Dataset records
━━━━━━━━

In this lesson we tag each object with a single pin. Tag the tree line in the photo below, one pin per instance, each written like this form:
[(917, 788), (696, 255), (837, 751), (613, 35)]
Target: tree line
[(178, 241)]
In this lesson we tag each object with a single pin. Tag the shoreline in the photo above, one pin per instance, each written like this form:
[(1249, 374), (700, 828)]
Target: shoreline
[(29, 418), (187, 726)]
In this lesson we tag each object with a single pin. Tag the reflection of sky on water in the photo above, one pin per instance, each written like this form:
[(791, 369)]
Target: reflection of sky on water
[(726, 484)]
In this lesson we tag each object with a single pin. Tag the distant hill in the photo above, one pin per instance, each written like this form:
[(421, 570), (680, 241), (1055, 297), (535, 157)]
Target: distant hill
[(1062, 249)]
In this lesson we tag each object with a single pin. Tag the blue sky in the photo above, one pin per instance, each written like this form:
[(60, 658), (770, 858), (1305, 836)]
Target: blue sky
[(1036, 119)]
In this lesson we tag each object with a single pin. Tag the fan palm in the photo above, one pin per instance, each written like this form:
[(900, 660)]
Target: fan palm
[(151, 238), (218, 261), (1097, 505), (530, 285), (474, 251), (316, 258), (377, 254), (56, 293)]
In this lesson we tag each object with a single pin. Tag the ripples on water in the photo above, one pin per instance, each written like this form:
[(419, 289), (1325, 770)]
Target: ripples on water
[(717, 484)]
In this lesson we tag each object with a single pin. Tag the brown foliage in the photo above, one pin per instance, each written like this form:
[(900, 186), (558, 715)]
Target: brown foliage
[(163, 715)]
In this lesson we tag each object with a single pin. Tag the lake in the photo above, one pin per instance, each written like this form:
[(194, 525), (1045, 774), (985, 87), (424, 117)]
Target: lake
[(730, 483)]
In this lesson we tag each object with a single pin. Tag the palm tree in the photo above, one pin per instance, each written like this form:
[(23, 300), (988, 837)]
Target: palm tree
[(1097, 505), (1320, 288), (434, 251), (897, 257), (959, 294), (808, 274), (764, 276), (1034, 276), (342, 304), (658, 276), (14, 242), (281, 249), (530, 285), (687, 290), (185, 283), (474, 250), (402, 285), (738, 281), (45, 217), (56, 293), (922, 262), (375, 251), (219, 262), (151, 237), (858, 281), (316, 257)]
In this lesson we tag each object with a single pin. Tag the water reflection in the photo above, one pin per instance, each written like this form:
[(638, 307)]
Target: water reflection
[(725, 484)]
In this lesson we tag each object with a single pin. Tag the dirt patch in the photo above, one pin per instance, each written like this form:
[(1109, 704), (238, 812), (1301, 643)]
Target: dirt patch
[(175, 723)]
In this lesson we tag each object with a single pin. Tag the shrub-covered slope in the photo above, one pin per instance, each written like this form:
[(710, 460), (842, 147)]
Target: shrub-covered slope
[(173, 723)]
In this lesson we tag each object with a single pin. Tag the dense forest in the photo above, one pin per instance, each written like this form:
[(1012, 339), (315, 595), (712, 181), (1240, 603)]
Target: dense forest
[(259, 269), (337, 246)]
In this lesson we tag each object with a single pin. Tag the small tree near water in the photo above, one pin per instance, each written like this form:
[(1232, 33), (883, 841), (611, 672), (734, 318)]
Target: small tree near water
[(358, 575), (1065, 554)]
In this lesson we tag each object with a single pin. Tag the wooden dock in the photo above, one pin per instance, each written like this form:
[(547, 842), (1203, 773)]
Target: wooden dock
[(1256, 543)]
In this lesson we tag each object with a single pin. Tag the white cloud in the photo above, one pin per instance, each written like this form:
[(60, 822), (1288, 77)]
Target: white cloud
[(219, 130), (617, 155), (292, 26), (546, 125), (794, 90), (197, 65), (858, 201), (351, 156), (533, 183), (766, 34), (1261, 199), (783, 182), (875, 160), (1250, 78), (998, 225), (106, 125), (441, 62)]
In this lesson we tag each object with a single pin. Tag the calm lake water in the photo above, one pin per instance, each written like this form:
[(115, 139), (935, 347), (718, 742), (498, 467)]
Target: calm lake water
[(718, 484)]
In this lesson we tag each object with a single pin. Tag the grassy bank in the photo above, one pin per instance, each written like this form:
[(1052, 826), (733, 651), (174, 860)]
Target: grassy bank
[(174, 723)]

━━━━━━━━

* Work to complete
Each entry given above is to be duplicated exactly.

* Response
In this lesson we tag each object with a single pin. Tag the tree line in the photo below, one pin per instance, each written like this form:
[(917, 788), (696, 255), (837, 751), (613, 35)]
Target: tree line
[(178, 241)]
In this lesson we tag each object with a single pin. Tag the shoreline in the photo above, one pin per instance, each written like this form:
[(1249, 374), (700, 828)]
Target: shoreline
[(29, 418), (187, 726)]
In this lesson we tag each object with a single pin. Tag the reflection of sky on water in the photo above, one pin per instance, each written like this form:
[(791, 369)]
Target: reflection of sky on water
[(726, 484)]
In this lesson we tag each object with a single pin. Tag the distant hill in the photo above, one pin per instance, each written like this form:
[(421, 570), (680, 241), (1055, 297), (535, 157)]
Target: distant hill
[(1062, 249)]
In this lesson we tag each object with a single pin. Tag the blue sky in the photo above, one pin per instance, each written like this form:
[(60, 658), (770, 858), (1305, 836)]
Target: blue sky
[(1036, 119)]
In this lesson we tag each object with a single pin. Tag the fan palm in the photo above, one pin per instance, each written like this form:
[(900, 660)]
Target: fan palm
[(151, 238), (218, 261), (1097, 505), (530, 285), (474, 251), (316, 258), (377, 254), (56, 293)]
In this lesson we tag each object with a single pin. Tag the ripples on water in the photo above, one pin per instance, each written like this form:
[(419, 289), (1325, 770)]
Target: ripples on water
[(717, 484)]
In this lesson we tag each object with a single pin. Tag the brown foliage in the photo above, one pin per instance, each written like this form:
[(900, 186), (558, 715)]
Target: brown foliage
[(163, 715)]
In this lesson we tag each object with a single pin. Tag the lake in the photo above, one pin per instance, each written like this form:
[(194, 525), (1045, 774), (985, 87), (424, 117)]
Target: lake
[(730, 483)]
In this lesson we tag each object with a single pin. Tag the palm tree in the photo above, one pin per instance, each written like this form:
[(23, 300), (988, 837)]
Target: palm tree
[(1097, 505), (1320, 288), (434, 251), (897, 257), (959, 294), (808, 274), (764, 276), (1034, 276), (342, 304), (658, 276), (14, 242), (281, 249), (530, 285), (687, 290), (185, 283), (474, 250), (402, 285), (738, 281), (45, 217), (56, 293), (922, 262), (375, 251), (219, 262), (151, 237), (858, 281), (316, 257)]
In this lesson we tag each object with a single pin. Tag the water reflection in the photo above, one pin per instance, each written like this form:
[(638, 307)]
Target: water reflection
[(725, 484)]
In this lesson we tag each object with a single pin. Tag the dirt patch in the photo above, one pin per instance, each written like this form:
[(1109, 704), (238, 812), (1301, 643)]
Target: dirt patch
[(175, 723)]
In this lesson we tag each object with a single pin. Tag the shrub-covered slope in the photo above, one pin per instance, each written like this form:
[(710, 460), (842, 147)]
Target: shrub-covered slope
[(173, 723)]
In this lesson we tag each object with a single pin. Tag the dense forest in the photo above, one pin per instance, each written like this form:
[(1012, 339), (315, 595), (712, 181), (1240, 603)]
Target: dense forest
[(259, 269), (337, 246)]
In this lesson we tag each object with a single pin. Tag the small tree near water in the photo above, one pin per instance, each written like this form:
[(1232, 33), (883, 841), (611, 672), (734, 318)]
Target: small tree near water
[(358, 575), (1065, 554)]
In this lesson we tag each object with a single pin. Tag the wooden dock in the photo above, one pin per instance, each written like this form:
[(547, 842), (1203, 773)]
Target: wooden dock
[(1256, 543)]
In this lesson we tag each object with a single pin. Tag the white cloud in the photo above, one pin per instance, each written like this form:
[(60, 822), (1288, 77)]
Target: white cloud
[(219, 130), (617, 155), (292, 26), (546, 125), (794, 90), (197, 65), (858, 201), (351, 156), (533, 183), (766, 34), (1261, 199), (783, 182), (875, 160), (1250, 78), (998, 225), (106, 125), (441, 62)]
In this lesson we tag each object with a single pin. Tag the calm lake water in the photo above, one pin per instance, each written like this form:
[(115, 139), (935, 347), (718, 742), (498, 467)]
Target: calm lake water
[(718, 484)]
In this lesson we tag each object with a single pin. Tag the grassy bank in the photo above, one pin per instance, each written like this form:
[(1052, 826), (733, 651), (174, 860)]
Target: grassy bank
[(174, 723)]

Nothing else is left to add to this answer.